- [What is needed] Can you reproduce the entire article on federal agriculture research cuts word for word?

- [Source document]
Agricultural innovationrequires public investment

Canadian agriculture’s bright future has suddenly become murky with the announcement that the federal government will eliminate a minimum 350 jobs within the agriculture department, including a large number of researchers.

The closure of research stations, job cuts and centralization caught many producer groups by surprise, even though agriculture minister Gerry Ritz has been telegraphing the government’s direction for years. The cuts just seemed too draconian to be true.

That direction, in case it has missed anyone’s notice, is a far greater reliance on the private sector, including farmers themselves. With the claw back of business risk management programs in Growing Forward 2, at least producers had the promise of more “innovation” to bank on. But now, that too has been compromised.

Lynn Jacobson, president of Wild Rose Agricultural Producers in Alberta, perhaps said it best when asked for his reaction after the announcements.

“We thought, with the way … the government had set things up in Growing Forward 2 and the references that were made to innovation and investments in research, that we weren’t going to be touched on that end of things, but what Ottawa is saying and what they are practicing are two different things.”

- [Entries provided]

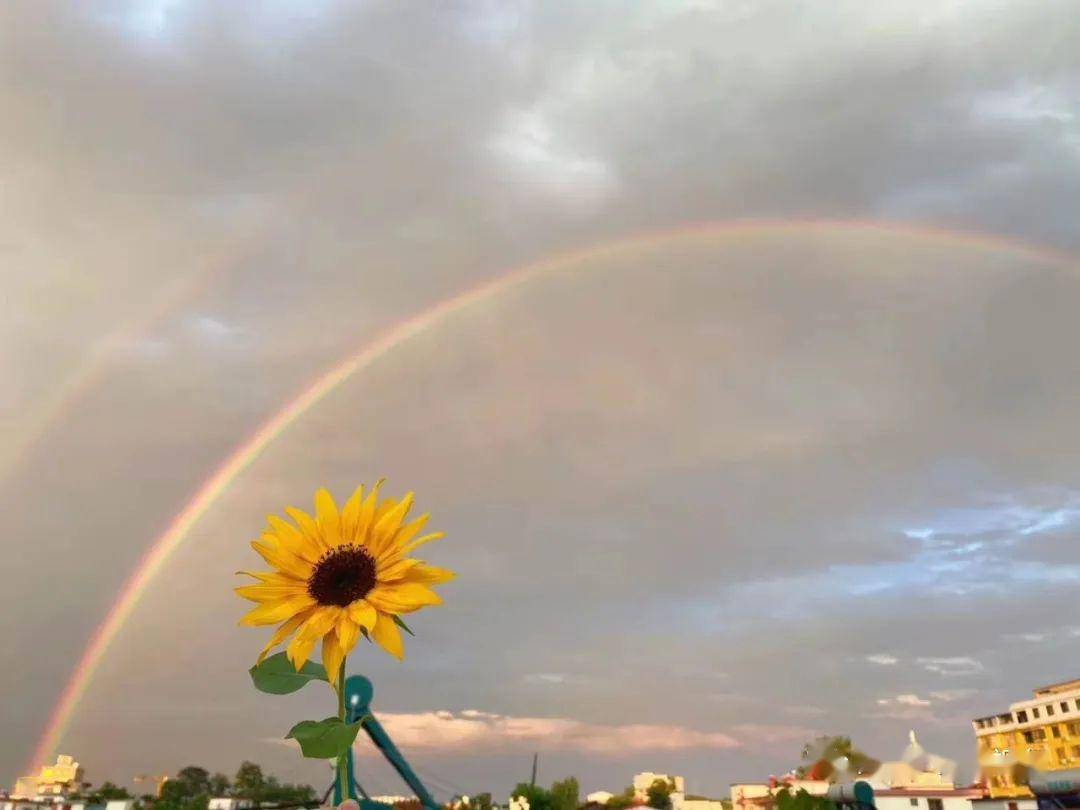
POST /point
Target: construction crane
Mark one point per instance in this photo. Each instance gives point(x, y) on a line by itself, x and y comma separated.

...

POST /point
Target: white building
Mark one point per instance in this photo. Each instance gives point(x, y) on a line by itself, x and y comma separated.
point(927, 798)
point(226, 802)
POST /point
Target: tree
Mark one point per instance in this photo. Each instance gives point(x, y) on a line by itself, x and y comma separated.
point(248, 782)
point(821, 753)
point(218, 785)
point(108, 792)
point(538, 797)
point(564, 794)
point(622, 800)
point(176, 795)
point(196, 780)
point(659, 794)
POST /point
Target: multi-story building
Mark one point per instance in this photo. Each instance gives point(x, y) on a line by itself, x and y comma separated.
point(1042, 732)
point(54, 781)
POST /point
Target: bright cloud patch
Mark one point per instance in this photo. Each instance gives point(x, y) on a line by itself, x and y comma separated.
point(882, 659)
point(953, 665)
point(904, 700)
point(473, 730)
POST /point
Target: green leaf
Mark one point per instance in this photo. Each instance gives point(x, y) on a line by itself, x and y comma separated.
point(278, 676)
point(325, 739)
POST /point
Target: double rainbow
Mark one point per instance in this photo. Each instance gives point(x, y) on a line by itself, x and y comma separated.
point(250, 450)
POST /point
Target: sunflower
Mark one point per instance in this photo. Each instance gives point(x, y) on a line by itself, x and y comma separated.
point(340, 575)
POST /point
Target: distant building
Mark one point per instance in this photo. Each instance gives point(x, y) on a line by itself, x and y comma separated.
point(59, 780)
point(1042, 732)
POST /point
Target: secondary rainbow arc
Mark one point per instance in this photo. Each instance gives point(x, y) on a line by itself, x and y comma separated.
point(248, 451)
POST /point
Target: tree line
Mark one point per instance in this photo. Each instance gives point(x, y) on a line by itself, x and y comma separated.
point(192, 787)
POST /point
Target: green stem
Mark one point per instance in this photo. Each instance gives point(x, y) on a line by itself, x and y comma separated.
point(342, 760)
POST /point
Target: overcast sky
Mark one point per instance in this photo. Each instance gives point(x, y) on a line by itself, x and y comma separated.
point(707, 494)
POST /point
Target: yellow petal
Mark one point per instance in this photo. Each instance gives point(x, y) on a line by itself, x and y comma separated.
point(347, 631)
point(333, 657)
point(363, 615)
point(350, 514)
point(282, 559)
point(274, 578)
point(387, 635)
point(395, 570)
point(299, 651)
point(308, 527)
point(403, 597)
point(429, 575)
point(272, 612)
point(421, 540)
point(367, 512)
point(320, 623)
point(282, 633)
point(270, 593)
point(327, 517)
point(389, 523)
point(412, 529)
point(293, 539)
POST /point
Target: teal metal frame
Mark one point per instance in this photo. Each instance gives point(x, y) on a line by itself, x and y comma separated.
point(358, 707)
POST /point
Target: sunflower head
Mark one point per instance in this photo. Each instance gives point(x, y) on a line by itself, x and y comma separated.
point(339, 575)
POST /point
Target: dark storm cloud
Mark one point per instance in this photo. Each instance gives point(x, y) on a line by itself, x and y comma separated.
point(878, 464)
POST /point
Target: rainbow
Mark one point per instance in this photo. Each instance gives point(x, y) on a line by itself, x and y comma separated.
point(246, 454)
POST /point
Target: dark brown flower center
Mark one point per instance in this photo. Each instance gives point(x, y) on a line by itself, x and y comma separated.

- [Finished exercise]
Agricultural innovationrequires public investment

Canadian agriculture’s bright future has suddenly become murky with the announcement that the federal government will eliminate a minimum 350 jobs within the agriculture department, including a large number of researchers.

The closure of research stations, job cuts and centralization caught many producer groups by surprise, even though agriculture minister Gerry Ritz has been telegraphing the government’s direction for years. The cuts just seemed too draconian to be true.

That direction, in case it has missed anyone’s notice, is a far greater reliance on the private sector, including farmers themselves. With the claw back of business risk management programs in Growing Forward 2, at least producers had the promise of more “innovation” to bank on. But now, that too has been compromised.

Lynn Jacobson, president of Wild Rose Agricultural Producers in Alberta, perhaps said it best when asked for his reaction after the announcements.

“We thought, with the way … the government had set things up in Growing Forward 2 and the references that were made to innovation and investments in research, that we weren’t going to be touched on that end of things, but what Ottawa is saying and what they are practicing are two different things.”